What is being asked - Which lines in the listing below contain the word "ceiling"? Collect and copy each of those lines.
........
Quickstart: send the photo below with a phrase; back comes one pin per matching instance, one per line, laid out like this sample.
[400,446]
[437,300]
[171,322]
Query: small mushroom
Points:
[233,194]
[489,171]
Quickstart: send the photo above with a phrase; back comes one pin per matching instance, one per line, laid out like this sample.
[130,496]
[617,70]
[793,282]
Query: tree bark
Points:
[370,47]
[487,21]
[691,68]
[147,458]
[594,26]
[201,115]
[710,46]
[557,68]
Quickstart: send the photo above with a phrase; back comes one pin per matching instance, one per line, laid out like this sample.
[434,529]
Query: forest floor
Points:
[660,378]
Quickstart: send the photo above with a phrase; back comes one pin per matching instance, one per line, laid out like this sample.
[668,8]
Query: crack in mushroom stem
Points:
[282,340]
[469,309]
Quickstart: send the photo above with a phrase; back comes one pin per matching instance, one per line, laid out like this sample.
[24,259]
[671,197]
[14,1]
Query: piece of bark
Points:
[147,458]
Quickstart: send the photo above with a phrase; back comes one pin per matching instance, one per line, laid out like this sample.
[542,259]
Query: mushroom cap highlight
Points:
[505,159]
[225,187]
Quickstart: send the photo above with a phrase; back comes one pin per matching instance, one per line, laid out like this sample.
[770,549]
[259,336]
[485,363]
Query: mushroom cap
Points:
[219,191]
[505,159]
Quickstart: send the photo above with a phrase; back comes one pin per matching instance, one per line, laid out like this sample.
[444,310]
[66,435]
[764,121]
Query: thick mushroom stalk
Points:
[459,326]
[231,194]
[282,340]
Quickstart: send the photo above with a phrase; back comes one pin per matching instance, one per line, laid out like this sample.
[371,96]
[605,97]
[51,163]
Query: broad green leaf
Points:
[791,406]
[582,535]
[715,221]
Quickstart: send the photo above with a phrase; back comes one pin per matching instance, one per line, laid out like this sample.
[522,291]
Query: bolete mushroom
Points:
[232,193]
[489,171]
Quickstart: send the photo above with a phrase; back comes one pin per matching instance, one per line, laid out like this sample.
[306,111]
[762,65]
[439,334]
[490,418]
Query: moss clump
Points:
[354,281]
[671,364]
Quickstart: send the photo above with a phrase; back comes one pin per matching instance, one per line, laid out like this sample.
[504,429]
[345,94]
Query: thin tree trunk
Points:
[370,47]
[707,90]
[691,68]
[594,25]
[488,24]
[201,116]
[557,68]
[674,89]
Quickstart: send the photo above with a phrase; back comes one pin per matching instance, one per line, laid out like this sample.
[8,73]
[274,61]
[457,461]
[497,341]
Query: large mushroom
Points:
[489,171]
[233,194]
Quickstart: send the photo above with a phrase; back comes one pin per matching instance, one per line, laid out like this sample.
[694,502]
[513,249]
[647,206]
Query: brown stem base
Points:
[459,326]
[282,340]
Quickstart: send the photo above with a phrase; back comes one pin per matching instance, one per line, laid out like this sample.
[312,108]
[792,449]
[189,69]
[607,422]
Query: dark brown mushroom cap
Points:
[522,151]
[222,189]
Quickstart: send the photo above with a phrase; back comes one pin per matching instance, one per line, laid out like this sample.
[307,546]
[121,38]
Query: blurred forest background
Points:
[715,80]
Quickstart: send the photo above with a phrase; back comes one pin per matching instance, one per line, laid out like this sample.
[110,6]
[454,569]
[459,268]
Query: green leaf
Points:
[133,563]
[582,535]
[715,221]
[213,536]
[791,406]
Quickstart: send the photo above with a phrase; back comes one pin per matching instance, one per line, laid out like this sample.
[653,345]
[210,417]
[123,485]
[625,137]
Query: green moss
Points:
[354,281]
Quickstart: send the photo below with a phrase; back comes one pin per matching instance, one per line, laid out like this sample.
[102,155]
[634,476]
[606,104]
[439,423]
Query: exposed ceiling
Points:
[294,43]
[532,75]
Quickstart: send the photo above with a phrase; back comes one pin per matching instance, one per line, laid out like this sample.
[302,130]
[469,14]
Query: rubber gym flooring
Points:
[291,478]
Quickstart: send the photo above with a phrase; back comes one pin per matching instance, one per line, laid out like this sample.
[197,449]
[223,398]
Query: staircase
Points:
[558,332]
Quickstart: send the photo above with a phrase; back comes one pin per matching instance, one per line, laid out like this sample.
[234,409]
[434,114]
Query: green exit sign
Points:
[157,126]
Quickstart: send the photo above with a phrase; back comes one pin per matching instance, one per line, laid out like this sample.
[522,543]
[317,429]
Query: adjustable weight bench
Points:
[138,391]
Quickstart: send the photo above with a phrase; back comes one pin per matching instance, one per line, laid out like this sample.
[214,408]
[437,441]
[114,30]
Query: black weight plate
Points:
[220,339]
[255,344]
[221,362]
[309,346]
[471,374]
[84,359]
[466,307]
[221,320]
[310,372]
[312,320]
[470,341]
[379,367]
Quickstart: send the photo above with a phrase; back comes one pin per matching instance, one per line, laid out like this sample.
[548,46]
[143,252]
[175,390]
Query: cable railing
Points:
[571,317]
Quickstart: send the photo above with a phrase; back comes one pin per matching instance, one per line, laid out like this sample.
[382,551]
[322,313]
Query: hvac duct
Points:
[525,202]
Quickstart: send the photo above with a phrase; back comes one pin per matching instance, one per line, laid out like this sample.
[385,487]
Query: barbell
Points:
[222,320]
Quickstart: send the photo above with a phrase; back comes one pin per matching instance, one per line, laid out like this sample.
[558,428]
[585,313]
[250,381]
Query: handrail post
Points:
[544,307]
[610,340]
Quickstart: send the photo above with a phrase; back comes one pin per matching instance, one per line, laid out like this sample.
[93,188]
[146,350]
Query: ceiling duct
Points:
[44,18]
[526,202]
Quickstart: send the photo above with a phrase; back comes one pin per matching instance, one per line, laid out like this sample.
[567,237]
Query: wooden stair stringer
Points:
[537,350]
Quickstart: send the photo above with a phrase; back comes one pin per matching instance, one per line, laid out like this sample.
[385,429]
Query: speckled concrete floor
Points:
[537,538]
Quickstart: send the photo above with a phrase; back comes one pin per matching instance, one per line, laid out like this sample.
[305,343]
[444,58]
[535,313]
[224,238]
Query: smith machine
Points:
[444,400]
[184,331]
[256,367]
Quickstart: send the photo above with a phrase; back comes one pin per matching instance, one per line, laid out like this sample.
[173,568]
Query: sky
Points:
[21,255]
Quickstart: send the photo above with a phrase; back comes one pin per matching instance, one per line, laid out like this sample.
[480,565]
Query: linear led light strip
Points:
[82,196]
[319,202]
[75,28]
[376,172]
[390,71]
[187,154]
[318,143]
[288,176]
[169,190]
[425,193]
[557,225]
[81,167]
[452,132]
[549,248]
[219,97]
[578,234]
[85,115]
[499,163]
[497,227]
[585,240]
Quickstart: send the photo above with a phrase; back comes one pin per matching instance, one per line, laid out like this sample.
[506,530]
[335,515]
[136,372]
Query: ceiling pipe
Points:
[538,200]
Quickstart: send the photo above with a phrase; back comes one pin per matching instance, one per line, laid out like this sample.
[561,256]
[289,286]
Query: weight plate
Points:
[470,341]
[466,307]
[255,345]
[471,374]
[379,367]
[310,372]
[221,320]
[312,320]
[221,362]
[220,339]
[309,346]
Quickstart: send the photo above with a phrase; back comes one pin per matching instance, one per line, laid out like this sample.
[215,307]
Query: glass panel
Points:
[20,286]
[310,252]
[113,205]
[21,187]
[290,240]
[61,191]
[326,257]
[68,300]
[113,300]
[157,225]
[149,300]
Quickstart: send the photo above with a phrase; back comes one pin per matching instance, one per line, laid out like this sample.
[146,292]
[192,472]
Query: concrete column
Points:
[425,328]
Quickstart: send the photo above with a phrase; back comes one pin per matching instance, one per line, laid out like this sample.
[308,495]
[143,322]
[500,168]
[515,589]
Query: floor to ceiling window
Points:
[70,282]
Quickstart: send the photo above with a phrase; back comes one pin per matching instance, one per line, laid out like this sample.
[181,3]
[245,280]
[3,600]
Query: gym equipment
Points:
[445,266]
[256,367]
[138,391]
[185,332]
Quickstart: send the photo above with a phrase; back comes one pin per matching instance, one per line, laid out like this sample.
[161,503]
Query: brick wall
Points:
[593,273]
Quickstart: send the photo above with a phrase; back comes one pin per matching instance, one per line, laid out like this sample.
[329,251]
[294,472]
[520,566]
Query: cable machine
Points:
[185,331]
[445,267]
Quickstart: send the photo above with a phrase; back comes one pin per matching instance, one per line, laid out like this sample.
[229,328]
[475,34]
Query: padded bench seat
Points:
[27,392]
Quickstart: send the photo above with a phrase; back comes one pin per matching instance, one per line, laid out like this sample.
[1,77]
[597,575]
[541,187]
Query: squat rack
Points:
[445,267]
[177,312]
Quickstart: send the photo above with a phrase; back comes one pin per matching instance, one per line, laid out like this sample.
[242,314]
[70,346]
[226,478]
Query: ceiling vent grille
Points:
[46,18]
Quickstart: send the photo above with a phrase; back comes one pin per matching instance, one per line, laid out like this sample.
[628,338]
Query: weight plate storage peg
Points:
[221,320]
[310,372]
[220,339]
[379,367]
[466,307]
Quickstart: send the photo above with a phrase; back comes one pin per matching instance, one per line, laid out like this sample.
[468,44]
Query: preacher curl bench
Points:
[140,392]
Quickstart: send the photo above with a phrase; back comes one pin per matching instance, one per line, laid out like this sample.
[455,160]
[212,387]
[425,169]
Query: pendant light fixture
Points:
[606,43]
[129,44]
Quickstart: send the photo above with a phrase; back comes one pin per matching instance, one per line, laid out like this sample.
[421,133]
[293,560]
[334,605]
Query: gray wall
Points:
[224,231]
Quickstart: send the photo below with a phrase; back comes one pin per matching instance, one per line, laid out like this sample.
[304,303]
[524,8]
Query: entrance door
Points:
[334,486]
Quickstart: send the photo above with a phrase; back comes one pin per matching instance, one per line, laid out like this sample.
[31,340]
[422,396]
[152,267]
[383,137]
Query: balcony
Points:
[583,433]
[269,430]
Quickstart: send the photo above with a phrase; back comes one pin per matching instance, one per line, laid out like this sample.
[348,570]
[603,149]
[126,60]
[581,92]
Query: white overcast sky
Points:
........
Exercise solution -
Query: exposed ceiling
Query: ceiling duct
Query: ceiling pipe
Query: floor to ceiling window
Query: ceiling vent grille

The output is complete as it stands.